■ WHAT TO PRODUCE ■
Transcribe the passage of the text on Christian faith from "I am a Christian." to "I started on.", word for word.

I am a Christian. Don't worry, I'm less of an evangelist and more of an apologist. (But don't get me wrong, an apologist doesn't offer apologies. They make arguments. The two words just happen to look alike.) I just wanted to say that as a way to explain this post. There are a lot of agnostics and atheists that I respect and admire, and the thing that keeps them in those camps is a lack of evidence for the existence of God. There aren't any verifiable miracles.
 
Foundations
A believers' life is filled with tiny anecdotes, small miracles that affirm their faith, but these are useless as proof to the unbeliever. Most of them don't matter. My faith was forged on prayers of "help me get through this part of the video game." You can't get sillier than that for answered prayer, but that was seriously the foundation I started on.

■ DATASET RECORDS ■
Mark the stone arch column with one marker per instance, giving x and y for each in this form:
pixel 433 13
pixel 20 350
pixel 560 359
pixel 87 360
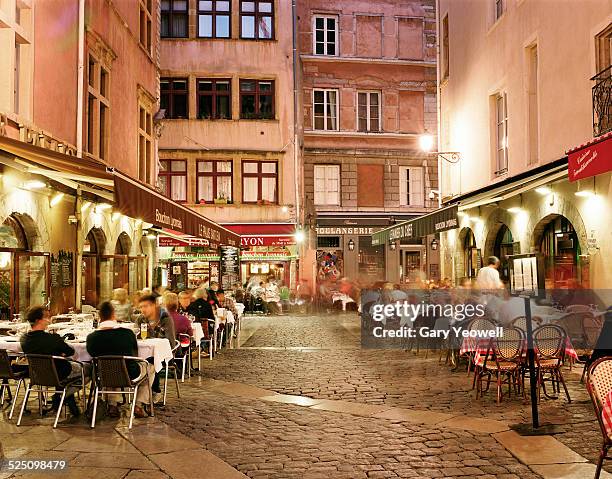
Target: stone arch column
pixel 543 215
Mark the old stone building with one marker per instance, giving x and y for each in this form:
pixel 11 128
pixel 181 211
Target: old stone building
pixel 368 74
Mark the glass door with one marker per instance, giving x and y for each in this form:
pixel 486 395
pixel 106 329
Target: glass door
pixel 32 280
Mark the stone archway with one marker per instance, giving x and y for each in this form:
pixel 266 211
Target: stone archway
pixel 545 214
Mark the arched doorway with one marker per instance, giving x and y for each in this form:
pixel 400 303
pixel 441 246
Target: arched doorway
pixel 24 274
pixel 502 248
pixel 120 261
pixel 470 255
pixel 95 243
pixel 556 239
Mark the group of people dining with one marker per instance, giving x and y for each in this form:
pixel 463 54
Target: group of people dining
pixel 163 315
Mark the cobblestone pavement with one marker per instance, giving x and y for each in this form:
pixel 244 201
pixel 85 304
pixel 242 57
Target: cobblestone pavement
pixel 320 357
pixel 272 440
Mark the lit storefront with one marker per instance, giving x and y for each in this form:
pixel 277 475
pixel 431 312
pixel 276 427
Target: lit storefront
pixel 74 231
pixel 540 211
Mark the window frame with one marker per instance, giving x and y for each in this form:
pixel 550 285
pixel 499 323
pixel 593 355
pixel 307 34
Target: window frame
pixel 325 31
pixel 257 93
pixel 214 174
pixel 213 14
pixel 169 115
pixel 99 122
pixel 170 14
pixel 145 9
pixel 259 175
pixel 501 151
pixel 325 102
pixel 327 167
pixel 214 94
pixel 257 15
pixel 168 173
pixel 406 195
pixel 145 135
pixel 368 107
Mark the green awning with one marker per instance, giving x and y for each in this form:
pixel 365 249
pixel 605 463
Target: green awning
pixel 439 220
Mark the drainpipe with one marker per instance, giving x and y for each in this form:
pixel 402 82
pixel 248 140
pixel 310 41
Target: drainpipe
pixel 79 140
pixel 296 144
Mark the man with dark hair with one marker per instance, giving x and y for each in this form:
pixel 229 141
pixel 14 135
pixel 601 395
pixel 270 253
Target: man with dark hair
pixel 39 341
pixel 159 325
pixel 110 339
pixel 488 277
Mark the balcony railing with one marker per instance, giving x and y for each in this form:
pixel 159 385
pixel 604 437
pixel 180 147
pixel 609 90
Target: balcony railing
pixel 602 102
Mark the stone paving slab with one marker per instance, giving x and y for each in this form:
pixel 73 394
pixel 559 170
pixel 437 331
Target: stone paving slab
pixel 477 424
pixel 355 409
pixel 413 415
pixel 532 450
pixel 291 399
pixel 569 471
pixel 183 464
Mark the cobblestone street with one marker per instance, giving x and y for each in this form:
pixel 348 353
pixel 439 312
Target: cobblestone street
pixel 320 358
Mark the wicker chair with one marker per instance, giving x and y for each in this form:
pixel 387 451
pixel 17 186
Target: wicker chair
pixel 599 385
pixel 171 364
pixel 111 377
pixel 504 360
pixel 185 355
pixel 549 343
pixel 479 324
pixel 7 374
pixel 43 375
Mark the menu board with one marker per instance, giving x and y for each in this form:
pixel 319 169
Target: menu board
pixel 66 266
pixel 55 272
pixel 61 269
pixel 230 266
pixel 524 275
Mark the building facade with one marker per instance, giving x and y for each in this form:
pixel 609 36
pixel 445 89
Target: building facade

■ FINISHED TASK ■
I am a Christian. Don't worry, I'm less of an evangelist and more of an apologist. (But don't get me wrong, an apologist doesn't offer apologies. They make arguments. The two words just happen to look alike.) I just wanted to say that as a way to explain this post. There are a lot of agnostics and atheists that I respect and admire, and the thing that keeps them in those camps is a lack of evidence for the existence of God. There aren't any verifiable miracles.
 
Foundations
A believers' life is filled with tiny anecdotes, small miracles that affirm their faith, but these are useless as proof to the unbeliever. Most of them don't matter. My faith was forged on prayers of "help me get through this part of the video game." You can't get sillier than that for answered prayer, but that was seriously the foundation I started on.